◆ WHAT IS EXPECTED ◆
Copy the material below, starting at the line containing "the white baseboard" and ending at the end of the material, with every "pointer" changed to "marker" and nothing else altered.

◆ DATA FOR PROCESSING ◆
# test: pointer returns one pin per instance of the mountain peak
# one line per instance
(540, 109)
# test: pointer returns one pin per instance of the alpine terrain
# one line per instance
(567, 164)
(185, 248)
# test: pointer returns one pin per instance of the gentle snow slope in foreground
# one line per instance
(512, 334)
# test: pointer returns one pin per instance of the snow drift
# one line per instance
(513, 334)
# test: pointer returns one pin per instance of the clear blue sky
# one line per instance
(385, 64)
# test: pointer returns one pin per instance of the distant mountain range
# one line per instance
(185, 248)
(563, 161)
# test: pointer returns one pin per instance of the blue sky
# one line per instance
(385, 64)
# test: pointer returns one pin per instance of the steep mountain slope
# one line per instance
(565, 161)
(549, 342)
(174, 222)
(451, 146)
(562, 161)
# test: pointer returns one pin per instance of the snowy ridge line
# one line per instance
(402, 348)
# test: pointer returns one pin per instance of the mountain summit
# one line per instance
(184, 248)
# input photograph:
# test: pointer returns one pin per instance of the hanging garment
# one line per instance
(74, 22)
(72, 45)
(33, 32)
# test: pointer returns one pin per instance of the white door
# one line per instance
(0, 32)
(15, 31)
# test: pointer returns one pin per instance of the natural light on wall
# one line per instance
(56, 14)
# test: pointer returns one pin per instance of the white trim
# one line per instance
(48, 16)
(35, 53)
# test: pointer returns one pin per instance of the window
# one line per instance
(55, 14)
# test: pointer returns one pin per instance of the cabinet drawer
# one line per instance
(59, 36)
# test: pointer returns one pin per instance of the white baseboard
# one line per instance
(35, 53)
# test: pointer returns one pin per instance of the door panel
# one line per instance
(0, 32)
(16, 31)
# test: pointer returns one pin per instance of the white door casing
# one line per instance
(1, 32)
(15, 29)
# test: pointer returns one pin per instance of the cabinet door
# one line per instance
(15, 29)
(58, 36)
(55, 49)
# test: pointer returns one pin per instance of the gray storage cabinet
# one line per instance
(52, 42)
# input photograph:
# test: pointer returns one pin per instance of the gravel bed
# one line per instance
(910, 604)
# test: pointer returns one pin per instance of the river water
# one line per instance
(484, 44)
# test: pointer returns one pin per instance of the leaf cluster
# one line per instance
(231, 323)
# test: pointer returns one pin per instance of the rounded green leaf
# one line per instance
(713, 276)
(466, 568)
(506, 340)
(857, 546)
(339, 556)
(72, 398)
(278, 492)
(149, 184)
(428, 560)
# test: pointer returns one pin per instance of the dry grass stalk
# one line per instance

◆ REPLY ◆
# test: marker returns one pin per instance of the white baseboard
# one line per instance
(35, 53)
# test: marker returns one pin per instance of the door panel
# one line per instance
(0, 32)
(16, 31)
# test: marker returns one pin per instance of the white door casing
# one line per instance
(1, 32)
(15, 29)
# test: marker returns one pin per instance of the cabinet door
# one line per instance
(15, 29)
(58, 36)
(55, 49)
# test: marker returns one pin per instance of the gray storage cabinet
# one line per instance
(52, 42)
# input photograph:
# test: marker returns one pin per instance of the gravel bed
# one line per instance
(910, 604)
# test: marker returns one pin per instance of the river water
# one line per instance
(484, 44)
# test: marker returns one pin per instance of the leaf cluster
# one line per instance
(231, 323)
# test: marker returns one pin per instance of the rounded green leaf
# one line per instance
(713, 276)
(466, 568)
(506, 340)
(857, 546)
(339, 556)
(72, 398)
(278, 492)
(149, 184)
(428, 560)
# test: marker returns one pin per instance of the dry grass stalk
# one line per instance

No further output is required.